_Exercise task_: In the records below, reproduce verbatim the lines from the one containing "Could you point out the man in" through the one containing "<point>258,433</point>", both included, and output nothing else.

_Data lines_:
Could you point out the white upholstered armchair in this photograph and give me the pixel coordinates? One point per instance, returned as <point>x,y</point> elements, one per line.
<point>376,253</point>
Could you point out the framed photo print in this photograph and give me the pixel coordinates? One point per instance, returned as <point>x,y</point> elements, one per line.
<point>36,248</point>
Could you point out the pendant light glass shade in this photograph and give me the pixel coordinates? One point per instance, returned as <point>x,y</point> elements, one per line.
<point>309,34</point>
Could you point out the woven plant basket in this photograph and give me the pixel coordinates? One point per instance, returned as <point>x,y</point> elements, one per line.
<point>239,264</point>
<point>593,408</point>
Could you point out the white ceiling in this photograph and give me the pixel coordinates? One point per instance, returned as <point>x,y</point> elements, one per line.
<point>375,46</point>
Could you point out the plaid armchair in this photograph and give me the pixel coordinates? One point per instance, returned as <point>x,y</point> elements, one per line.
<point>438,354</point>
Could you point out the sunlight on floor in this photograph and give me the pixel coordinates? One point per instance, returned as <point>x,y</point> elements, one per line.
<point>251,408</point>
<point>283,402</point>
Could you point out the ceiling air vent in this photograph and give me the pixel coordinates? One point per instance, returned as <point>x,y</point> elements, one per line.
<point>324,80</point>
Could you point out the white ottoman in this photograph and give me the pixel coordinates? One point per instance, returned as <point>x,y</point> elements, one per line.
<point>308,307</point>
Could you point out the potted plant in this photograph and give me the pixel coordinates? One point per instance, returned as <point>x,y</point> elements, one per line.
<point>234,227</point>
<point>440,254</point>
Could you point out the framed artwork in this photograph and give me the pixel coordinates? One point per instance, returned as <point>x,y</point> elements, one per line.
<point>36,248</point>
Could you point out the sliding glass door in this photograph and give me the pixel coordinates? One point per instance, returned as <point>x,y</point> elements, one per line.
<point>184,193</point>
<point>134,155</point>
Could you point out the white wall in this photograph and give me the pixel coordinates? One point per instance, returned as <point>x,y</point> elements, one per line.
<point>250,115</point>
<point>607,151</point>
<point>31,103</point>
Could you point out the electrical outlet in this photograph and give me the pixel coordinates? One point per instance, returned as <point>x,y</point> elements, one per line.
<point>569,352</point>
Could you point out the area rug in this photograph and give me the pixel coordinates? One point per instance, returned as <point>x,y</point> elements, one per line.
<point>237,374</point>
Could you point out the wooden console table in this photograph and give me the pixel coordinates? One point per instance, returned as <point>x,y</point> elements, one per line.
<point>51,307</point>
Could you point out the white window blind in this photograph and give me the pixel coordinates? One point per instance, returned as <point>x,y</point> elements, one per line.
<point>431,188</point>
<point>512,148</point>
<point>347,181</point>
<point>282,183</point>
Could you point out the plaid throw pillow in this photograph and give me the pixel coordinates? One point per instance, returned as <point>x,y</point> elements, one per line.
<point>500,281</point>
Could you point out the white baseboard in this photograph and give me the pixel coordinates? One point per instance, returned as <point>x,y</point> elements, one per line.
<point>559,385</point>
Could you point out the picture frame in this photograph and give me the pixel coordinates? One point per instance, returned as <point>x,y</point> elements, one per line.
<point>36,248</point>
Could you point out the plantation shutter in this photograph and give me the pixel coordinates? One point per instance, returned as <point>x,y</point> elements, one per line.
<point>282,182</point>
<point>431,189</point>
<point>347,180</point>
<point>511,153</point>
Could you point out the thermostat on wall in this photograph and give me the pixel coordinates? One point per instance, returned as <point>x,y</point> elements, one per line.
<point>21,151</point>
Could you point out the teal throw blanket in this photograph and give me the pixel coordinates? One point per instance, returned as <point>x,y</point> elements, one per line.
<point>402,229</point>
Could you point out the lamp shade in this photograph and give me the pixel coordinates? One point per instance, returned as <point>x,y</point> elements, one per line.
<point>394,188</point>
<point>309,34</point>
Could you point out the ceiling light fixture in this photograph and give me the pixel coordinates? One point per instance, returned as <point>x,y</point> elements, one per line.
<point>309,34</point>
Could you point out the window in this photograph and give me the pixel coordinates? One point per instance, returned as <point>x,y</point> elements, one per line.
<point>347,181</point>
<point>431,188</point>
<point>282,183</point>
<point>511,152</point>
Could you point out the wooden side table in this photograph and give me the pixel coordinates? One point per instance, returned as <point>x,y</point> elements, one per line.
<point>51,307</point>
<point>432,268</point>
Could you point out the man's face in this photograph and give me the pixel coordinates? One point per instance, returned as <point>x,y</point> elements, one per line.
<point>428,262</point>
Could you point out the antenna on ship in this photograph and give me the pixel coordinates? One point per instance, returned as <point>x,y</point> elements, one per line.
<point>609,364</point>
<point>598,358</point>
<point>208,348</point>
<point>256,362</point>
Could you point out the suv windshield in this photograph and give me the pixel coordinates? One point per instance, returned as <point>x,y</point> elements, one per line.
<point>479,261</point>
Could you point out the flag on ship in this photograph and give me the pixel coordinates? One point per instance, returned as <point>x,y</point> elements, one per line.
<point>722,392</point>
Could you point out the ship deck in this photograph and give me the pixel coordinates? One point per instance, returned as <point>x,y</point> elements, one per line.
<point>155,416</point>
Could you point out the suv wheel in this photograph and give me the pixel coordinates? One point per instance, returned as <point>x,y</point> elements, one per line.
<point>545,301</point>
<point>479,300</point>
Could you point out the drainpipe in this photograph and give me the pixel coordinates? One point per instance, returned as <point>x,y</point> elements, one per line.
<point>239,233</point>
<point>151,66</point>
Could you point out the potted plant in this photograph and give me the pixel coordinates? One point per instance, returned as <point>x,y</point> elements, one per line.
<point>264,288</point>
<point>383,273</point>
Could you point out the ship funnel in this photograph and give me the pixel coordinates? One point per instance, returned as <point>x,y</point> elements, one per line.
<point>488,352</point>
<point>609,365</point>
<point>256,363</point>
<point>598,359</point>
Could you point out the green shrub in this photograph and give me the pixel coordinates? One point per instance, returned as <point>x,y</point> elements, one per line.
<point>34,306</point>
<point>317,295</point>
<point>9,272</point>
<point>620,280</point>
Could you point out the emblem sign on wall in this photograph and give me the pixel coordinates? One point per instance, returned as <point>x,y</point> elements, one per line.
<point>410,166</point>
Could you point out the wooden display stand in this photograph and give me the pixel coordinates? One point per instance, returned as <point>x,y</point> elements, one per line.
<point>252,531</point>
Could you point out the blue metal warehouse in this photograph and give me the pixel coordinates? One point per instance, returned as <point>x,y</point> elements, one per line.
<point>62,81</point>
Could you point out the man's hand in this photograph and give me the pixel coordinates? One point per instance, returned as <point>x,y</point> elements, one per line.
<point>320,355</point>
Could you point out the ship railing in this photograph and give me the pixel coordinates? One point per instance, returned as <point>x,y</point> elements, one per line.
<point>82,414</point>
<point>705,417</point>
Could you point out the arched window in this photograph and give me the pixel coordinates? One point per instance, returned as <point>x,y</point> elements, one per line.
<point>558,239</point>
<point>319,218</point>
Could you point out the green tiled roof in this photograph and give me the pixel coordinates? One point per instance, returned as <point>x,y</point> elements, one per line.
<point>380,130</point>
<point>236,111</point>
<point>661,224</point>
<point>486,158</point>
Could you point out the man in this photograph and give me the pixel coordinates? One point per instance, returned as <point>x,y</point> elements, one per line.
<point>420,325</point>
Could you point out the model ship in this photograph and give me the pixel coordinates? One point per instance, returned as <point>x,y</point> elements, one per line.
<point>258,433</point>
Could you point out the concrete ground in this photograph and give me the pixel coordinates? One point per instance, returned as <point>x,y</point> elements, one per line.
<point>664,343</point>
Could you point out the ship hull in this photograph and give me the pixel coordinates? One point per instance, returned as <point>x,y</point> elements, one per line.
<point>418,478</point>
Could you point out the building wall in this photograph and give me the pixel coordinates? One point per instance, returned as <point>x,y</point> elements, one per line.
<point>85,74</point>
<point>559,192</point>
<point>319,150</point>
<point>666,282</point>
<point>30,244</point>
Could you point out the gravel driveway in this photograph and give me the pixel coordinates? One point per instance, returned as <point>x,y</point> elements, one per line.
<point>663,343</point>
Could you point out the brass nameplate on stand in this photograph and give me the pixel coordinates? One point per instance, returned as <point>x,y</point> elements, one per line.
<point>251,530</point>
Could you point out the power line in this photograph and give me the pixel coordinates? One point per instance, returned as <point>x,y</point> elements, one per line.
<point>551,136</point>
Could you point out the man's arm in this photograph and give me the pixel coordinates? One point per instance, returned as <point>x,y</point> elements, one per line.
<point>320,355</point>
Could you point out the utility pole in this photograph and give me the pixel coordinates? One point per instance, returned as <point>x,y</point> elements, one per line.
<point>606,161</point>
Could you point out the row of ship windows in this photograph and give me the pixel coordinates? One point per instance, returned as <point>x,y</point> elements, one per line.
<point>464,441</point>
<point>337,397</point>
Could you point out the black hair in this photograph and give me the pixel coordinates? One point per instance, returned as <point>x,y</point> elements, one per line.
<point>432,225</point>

_Correct output_:
Could you point out the man in this photograph and give me the pixel coordinates? One point per instance, returned as <point>x,y</point> elements, one per line.
<point>420,325</point>
Could you point out the model ship in this photograph and give me the pixel coordinates? One point per instance, returned as <point>x,y</point> elements, one per line.
<point>258,433</point>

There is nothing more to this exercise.